(Raw records)

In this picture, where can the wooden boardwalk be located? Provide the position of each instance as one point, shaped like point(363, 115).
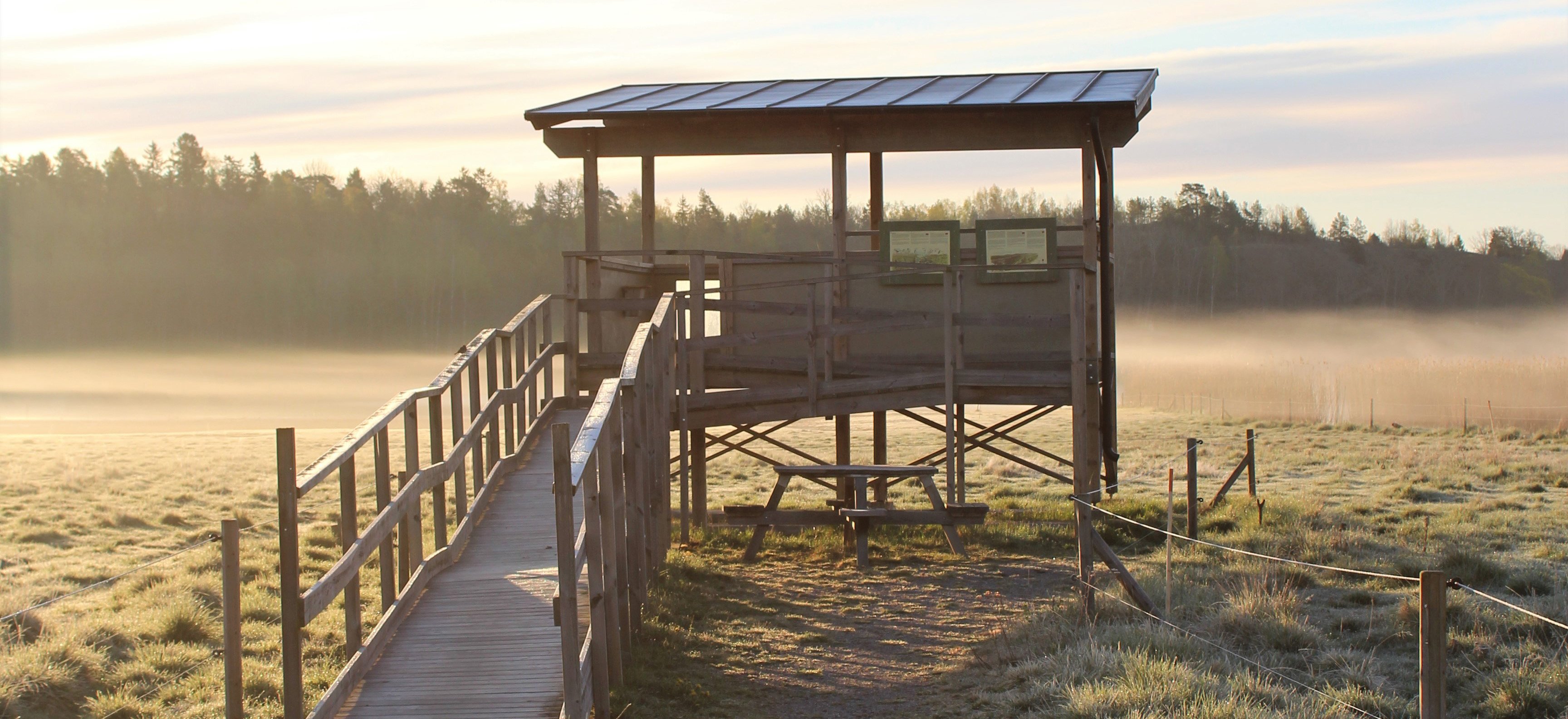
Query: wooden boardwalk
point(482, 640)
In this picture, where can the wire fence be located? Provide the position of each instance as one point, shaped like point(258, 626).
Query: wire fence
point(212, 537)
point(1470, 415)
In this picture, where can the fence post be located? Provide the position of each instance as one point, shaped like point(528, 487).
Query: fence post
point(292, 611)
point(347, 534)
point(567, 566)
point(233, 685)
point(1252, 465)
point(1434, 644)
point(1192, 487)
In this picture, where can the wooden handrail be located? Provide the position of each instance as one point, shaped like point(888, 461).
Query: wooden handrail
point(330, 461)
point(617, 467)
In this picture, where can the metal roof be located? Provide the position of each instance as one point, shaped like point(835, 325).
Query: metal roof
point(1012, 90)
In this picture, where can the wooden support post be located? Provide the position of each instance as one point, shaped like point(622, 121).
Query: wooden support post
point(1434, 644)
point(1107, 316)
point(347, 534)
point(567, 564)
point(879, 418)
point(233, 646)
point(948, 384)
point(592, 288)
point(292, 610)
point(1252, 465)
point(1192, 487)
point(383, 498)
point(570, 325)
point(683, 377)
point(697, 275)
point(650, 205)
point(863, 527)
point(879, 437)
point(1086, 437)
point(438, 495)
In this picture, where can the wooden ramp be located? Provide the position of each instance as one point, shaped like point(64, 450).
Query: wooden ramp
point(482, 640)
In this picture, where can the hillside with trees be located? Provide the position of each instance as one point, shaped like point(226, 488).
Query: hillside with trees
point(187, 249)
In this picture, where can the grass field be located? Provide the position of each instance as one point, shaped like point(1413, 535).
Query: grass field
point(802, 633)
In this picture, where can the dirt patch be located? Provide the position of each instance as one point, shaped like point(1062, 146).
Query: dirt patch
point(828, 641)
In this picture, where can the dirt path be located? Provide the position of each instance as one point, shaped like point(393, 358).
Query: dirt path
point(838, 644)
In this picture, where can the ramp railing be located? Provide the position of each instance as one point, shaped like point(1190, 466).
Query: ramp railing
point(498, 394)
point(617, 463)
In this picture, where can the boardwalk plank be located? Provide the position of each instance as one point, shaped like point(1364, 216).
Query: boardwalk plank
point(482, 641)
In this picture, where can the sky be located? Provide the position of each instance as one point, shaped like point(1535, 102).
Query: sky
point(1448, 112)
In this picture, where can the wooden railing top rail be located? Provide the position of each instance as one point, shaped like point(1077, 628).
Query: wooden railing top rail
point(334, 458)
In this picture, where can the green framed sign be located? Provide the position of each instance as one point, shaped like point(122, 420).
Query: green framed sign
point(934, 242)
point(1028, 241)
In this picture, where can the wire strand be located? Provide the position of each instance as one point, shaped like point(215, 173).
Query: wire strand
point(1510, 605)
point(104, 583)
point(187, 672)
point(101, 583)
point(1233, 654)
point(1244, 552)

▶ _Goal_: Turn the lines of the raw records from the one containing "In this picture, where can the dirt patch" through the one containing "point(838, 644)" into a JSON list of strings, one string per line, leaving out blank lines and all other lines.

▶ _Answer in full_:
[
  "In this picture, where can the dirt patch be located? Provide the position of each instance as one point, shaped like point(1062, 146).",
  "Query: dirt patch",
  "point(828, 641)",
  "In this picture, where can the dirt path be located? Provide the position of each instance as one point, shaped like point(393, 358).",
  "Query: dirt path",
  "point(838, 644)"
]